- [Instrucción 1] Según el texto, ¿qué droga es la que más estadounidenses mata y casi nunca viaja por mar?

- [Texto dado]
= = = =
ANÁLISIS

La Armada y la Ilusión: Por Qué la Guerra Antidrogas de Estados Unidos Pelea en el Océano Equivocado

La nueva misión de la Marina estadounidense suena cinematográfica: grupos de batalla en el Caribe, bombarderos sobrevolando, lanchas venezolanas explotando al compás del noticiero. Pero detrás del espectáculo, el fentanilo sigue cruzando la frontera en camionetas, la cocaína sigue redirigiendo sus rutas por los océanos y los traficantes se adaptan más rápido que los almirantes.
La guerra contra las drogas, vestida una vez más de acero militar, puede parecer decisiva desde el cielo. En el agua, persigue fantasmas.

El Fentanilo No Navega: Entra por la Puerta Principal

Si el objetivo es salvar vidas estadounidenses, el escenario está mal elegido. “Los traficantes en aguas latinoamericanas y caribeñas suelen ir un paso adelante”, dijeron funcionarios de EE. UU. a The Wall Street Journal, señalando que las rutas cambian en cuanto cambian los patrones de interdicción.
Y la droga que más estadounidenses mata —el fentanilo— casi nunca viaja por mar.
= = = =
- [Instrucción 2] Reúne todas las líneas de los registros que contengan la cadena "seed". Distingue entre mayúsculas y minúsculas.
= = = =
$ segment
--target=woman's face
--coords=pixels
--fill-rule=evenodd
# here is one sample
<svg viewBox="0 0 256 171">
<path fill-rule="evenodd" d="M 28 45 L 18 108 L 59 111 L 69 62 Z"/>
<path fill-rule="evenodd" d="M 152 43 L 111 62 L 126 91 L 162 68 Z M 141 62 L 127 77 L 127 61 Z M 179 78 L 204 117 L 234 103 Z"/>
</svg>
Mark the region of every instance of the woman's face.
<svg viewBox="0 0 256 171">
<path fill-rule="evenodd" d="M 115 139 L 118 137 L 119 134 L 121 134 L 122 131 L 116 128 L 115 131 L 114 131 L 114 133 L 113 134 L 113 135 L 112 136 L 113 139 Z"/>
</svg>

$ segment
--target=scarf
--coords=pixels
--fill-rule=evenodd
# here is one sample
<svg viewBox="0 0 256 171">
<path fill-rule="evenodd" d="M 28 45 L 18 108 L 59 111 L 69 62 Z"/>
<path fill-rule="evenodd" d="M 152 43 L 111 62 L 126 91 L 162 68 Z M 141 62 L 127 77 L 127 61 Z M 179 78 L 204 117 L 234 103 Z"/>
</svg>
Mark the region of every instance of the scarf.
= = = =
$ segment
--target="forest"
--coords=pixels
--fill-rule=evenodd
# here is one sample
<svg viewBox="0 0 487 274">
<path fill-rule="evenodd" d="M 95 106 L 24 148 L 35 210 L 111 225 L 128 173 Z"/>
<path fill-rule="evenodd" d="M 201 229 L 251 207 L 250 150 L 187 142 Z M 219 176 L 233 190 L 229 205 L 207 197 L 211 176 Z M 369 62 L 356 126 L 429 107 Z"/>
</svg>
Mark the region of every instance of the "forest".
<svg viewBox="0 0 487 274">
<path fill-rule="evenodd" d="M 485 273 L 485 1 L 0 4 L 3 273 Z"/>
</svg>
= = = =
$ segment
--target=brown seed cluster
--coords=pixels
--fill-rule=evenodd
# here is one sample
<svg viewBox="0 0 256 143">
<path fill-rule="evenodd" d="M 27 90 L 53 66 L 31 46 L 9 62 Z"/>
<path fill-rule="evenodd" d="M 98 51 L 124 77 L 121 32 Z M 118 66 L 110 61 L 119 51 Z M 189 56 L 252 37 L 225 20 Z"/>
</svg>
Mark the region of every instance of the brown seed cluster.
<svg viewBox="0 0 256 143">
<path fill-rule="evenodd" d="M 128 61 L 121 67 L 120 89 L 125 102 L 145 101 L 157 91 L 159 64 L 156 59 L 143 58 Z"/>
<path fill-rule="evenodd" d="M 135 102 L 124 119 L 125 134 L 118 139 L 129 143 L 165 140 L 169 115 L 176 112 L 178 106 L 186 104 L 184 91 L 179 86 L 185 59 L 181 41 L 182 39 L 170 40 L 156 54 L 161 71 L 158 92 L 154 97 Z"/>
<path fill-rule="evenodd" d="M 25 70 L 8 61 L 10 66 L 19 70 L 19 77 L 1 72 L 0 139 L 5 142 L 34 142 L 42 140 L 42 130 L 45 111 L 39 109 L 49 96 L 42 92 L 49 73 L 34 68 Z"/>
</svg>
= = = =
- [Resultado 1] El fentanilo.

- [Resultado 2]
--target=brown seed cluster
Mark the region of every instance of the brown seed cluster.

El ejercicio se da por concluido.